◆ DOCUMENT EXTRACT:
....

Talk:Natural language processing

From Wikipedia, the free encyclopedia

Contents

[edit] Merge

I think that this article should probably be merged with Computational linguistics, but I'm fairly new to the Wikipedia, so I'm not sure.

Lambda 22:55, 22 Feb 2004 (UTC)

While they're related, they're not really the same thing. Computational linguistics tries to use computer techniques to better understand linguistics as a discipline, while NLP tries to build ways for a computer to understand language. Obviously many things overlap, but they have much different focus: NLP doesn't explicitly care if it's making new contributions to linguistics, and computational linguistics doesn't explicitly care if it's making it easier for computers to understand natural languages. --Delirium 22:58, Feb 22, 2004 (UTC)

My take on this (I'm a grad student studying NLP/CL) is that CL and NLP are the endpoints on a continuum, and so a lot of work in the middle is hard to classify as one or the other. They don't have separate conferences - the Association for Computational Linguistics (annual) and Computational Linguistics (biannual) are the main conferences for both NLP and CL research. 24.59.194.44 13:26, 23 June 2006 (UTC)

I agree -- we should merge. Whether you call it NLP or CL is mostly a question of what aspect you stress. In addition, my impression is that the NLP tendency is currently stronger than the CL tendency in the field. Articles in the Computational Linguistics journal, and at the Coling and ACL conferences, are judged on whether they are useful rather than on whether they give any insight on how humans process language.Kallerdis (talk) 19:35, 29 February 2008 (UTC)

....

◆ DATA PROVIDED:
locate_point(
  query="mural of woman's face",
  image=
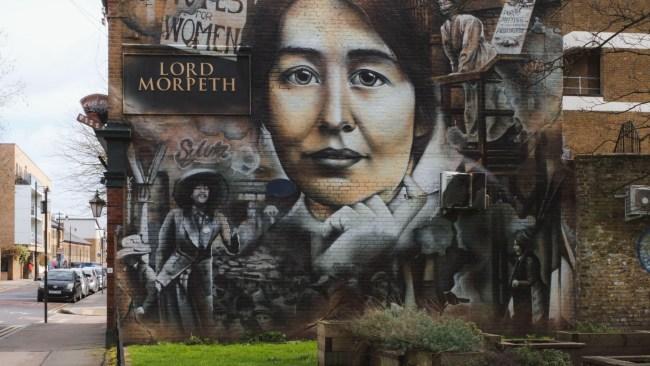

....

◆ EXERCISE AIM:
Answer these questions about the natural language processing discussion:
(a) With which article did Lambda suggest merging this one?
(b) Which two conferences does the grad student call the main ones for both NLP and CL research?
(c) According to Kallerdis, on what basis are articles in the Computational Linguistics journal and at the Coling and ACL conferences judged?
Answer using only the discussion about natural language processing.

◆ EXERCISE SOLUTION:
(a) Computational linguistics.
(b) The Association for Computational Linguistics (annual) and Computational Linguistics (biannual).
(c) On whether they are useful, not on whether they give any insight into how humans process language.